=== Document excerpt ===
......
This is the thundering-herd failure mode, and a naive setTimeout(retry, base * 2 ** n) loop is what causes it. The fix is jitter. The AWS Architecture blog post Exponential Backoff And Jitter by Marc Brooker is the canonical reference; the formulas there are now baked into every AWS SDK.
Why the naive retry collapses
The standard formula without jitter is sleep = base * 2 ** attempt. Every client computes the same number. If your fleet has 200 instances and the upstream blips for a second, all 200 retry at exactly base ms after the failure, then at 2*base, then at 4*base.
The retry traffic looks like a square wave on top of normal load. A service that was struggling to recover is now trying to recover and answer 200 simultaneous retries every few seconds. The cure is to spread retries across the backoff window. If every client picks a random delay inside the window, the retry traffic flattens into something the upstream can serve. The graphs in the AWS post show this directly: un-jittered is a sawtooth that overloads the server on every boundary; jittered is a smooth curve that tracks the recovery.
The three jitter strategies
The AWS post compares three formulas. All three start from the same exponential ceiling: cap (the maximum delay you will ever sleep) and base * 2 ** attempt (the un-jittered exponential value).
Full jitter picks a uniform random value across the entire range from zero to the capped exponential.
......
=== Task instructions ===
1 > In the excerpt on retry backoff and jitter, which blog post is named as the canonical reference on jitter?
2 > Using the excerpt on retry backoff and jitter, explain why the naive retry formula without jitter causes trouble for a recovering service.
3 > Continue the excerpt on retry backoff and jitter from its last sentence.
......
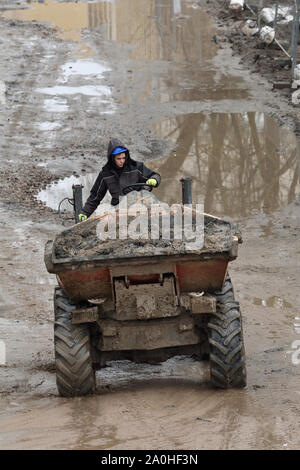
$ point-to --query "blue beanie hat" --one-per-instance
(118, 150)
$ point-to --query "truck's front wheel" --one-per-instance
(75, 375)
(227, 353)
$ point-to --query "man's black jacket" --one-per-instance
(114, 180)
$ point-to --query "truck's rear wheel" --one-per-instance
(75, 375)
(227, 353)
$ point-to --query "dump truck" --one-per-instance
(144, 300)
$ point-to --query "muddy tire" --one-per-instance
(75, 375)
(227, 353)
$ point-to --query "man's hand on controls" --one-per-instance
(82, 217)
(151, 182)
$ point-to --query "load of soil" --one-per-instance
(84, 241)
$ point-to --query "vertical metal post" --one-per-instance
(295, 35)
(77, 198)
(276, 16)
(186, 190)
(260, 7)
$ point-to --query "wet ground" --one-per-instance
(150, 73)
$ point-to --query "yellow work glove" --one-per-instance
(82, 217)
(151, 182)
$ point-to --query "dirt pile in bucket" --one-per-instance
(144, 227)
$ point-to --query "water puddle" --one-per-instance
(176, 34)
(48, 126)
(88, 90)
(85, 68)
(239, 164)
(273, 301)
(62, 188)
(56, 105)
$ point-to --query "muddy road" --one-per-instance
(72, 75)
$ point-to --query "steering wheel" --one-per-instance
(130, 187)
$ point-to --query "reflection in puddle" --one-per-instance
(56, 105)
(88, 90)
(48, 126)
(123, 373)
(173, 32)
(60, 189)
(84, 68)
(239, 164)
(273, 301)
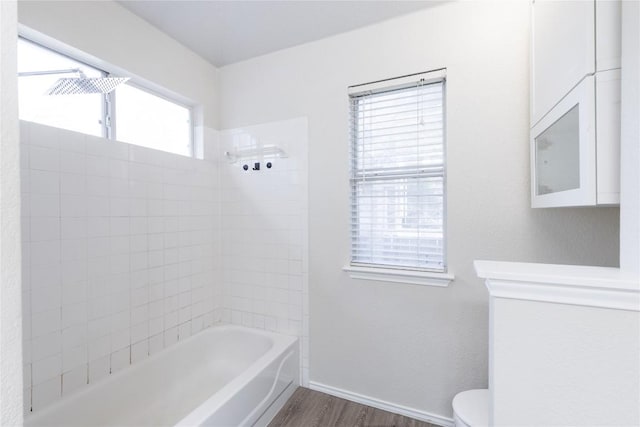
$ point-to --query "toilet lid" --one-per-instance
(472, 407)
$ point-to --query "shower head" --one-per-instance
(78, 85)
(85, 85)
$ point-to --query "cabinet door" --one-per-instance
(563, 152)
(563, 50)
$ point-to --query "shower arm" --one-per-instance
(44, 73)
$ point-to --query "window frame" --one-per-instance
(109, 100)
(386, 272)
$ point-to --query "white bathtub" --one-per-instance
(223, 376)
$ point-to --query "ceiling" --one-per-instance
(224, 32)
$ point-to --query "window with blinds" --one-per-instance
(398, 175)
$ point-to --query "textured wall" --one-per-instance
(10, 286)
(120, 245)
(412, 345)
(559, 364)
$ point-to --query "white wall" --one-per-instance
(264, 231)
(10, 284)
(411, 345)
(120, 250)
(630, 139)
(559, 364)
(116, 37)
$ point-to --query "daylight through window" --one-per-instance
(398, 175)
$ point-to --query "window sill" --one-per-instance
(424, 278)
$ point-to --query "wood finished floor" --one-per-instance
(309, 408)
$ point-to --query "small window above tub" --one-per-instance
(397, 179)
(61, 91)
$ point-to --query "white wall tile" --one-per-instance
(99, 368)
(74, 357)
(120, 359)
(75, 379)
(118, 254)
(46, 393)
(46, 369)
(46, 159)
(43, 182)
......
=== Answers per task ===
1 > Exponential Backoff And Jitter by Marc Brooker, on the AWS Architecture blog.

2 > Every client computes the same delay, so after a failure the whole fleet retries at exactly the same moments. The result is a square wave of retry traffic on top of normal load, and a struggling service must recover while also answering all those simultaneous retries every few seconds.

3 >
const expo = Math.min(cap, base * 2 ** attempt);
const sleep = Math.random() * expo;
Equal jitter keeps half the exponential value as a fixed floor and randomises the other half.
const expo = Math.min(cap, base * 2 ** attempt);
const sleep = expo / 2 + Math.random() * (expo / 2);
Decorrelated jitter does not use the attempt number at all. It feeds the previous sleep into the next one, growing the upper bound as a function of what just happened.
let sleep = base;
// each attempt:
sleep = Math.min(cap, base + Math.random() * (sleep * 3 - base));
Brooker's measurements (in the AWS post): full jitter does the least total work and gives the lowest server load, at the cost of slightly longer total time. Equal jitter is a small step worse on both axes. Decorrelated jitter completes slightly faster than full jitter while doing more total work — it is the trade-off pick when you care more about completion time than about load on the upstream.
For most services, full jitter is the right default. It is the simplest to reason about and gives the best server-side behaviour. Decorrelated jitter is worth picking when you care more about latency variance than peak server load. The wrapper below uses full jitter; decorrelated is a one-line swap.
The retry loop, modern-runtime style
The minimum viable retry loop is a for over attempt numbers with a try/catch and a sleep at the bottom. Three things turn it into something you would ship.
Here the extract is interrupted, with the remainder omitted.